TASK OBJECTIVE :: Please print each record exactly, omitting none of them.

MATERIAL PROVIDED ::
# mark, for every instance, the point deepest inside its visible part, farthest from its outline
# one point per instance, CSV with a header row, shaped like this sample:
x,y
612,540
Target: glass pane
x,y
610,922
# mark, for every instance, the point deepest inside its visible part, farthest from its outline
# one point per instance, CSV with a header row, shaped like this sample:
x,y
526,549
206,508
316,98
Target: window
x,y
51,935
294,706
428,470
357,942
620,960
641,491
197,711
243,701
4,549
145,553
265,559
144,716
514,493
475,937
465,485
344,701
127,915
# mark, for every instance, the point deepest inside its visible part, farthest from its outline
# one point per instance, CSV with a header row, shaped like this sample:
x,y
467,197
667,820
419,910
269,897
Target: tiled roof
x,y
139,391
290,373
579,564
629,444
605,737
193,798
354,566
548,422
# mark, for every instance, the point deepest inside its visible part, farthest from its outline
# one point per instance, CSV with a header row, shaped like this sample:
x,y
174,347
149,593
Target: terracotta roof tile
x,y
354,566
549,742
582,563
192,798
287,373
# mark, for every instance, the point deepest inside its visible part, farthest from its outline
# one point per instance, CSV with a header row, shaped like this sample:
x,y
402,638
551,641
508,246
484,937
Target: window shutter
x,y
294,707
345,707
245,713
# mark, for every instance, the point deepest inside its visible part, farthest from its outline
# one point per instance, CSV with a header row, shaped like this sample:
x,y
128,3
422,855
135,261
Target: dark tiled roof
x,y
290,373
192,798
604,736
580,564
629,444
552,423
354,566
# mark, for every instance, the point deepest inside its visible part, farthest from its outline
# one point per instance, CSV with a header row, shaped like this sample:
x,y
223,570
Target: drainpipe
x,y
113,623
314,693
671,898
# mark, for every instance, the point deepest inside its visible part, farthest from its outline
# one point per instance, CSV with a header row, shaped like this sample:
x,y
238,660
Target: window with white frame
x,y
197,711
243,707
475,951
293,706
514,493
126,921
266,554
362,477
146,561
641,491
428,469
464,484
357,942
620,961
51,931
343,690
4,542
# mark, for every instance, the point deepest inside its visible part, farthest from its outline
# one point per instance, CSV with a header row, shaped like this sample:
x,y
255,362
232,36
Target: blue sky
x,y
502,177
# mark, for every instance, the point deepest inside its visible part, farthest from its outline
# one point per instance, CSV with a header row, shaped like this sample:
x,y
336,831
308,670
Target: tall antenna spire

TASK RESPONSE ::
# mark, for every instance, the point deepest inside its visible part, farthest from its outline
# one point per instance, CSV with a header row, shaped like this sample:
x,y
612,540
Target: glass pane
x,y
610,922
# mark, for every instance, the point deepest inside its visible part, farthest from its outline
# one point per instance, CSV with a header row, shaped like this sample:
x,y
526,549
206,508
316,98
Target: window
x,y
51,935
294,706
428,470
357,942
620,960
641,491
197,711
243,701
4,549
145,553
265,559
144,716
514,493
475,937
465,485
344,701
127,915
# mark, for every instance, the point deepest inside its visible part, farthest from its outline
# one point per instance, CSV with a header row, shaped like this sample:
x,y
467,197
667,820
419,910
269,897
Target: tiled roof
x,y
139,391
290,373
579,564
629,444
605,737
193,798
354,566
548,422
# mark, for every instance, the point deepest inside its visible part, farthest from its outline
# one point per instance, CSV with a header row, shaped like this sample:
x,y
174,347
149,593
Target: terracotta roof tile
x,y
354,566
549,742
582,563
192,798
287,373
# mark, for every instance, the point deepest inside its visible part, farthest from its outline
# one point per instance, CSV with a header row, shaped like this sample:
x,y
402,638
551,641
508,246
484,937
Target: window shutter
x,y
294,707
345,707
245,713
# mark, for every instance, the point deepest inside its visible part, farthest from its outline
# one point per instance, CSV with a header row, shaped like this sample:
x,y
128,3
422,855
135,261
Target: dark tiled roof
x,y
290,373
192,798
604,736
580,564
629,444
552,423
354,566
# mark, for every instance, the point deepest inside its visible part, farthest from its outline
# one point per instance, CSV with a header row, shaped like this sample:
x,y
223,570
Target: drainpipe
x,y
113,623
314,693
671,898
# mark, for every instance, the point deepest inside its visible part, farthest from its outline
# one point per instance, CSV with a header row, shaped like this sample:
x,y
238,660
Target: window with white frame
x,y
197,711
243,707
475,951
293,706
514,493
126,921
266,554
362,477
146,561
641,491
428,469
464,484
357,942
620,961
51,931
343,690
4,542
# mark, for every instance, the point deepest inside its visible part, farthest from its outline
# one point per instance, CSV with a header row, shaped like this sample:
x,y
255,362
232,36
Target: blue sky
x,y
502,177
# mark, for every instance, the point deepest inside its visible part, farthest from its outline
# one point per instance, CSV with a header row, shaped like this sample:
x,y
336,831
308,670
Target: tall antenna spire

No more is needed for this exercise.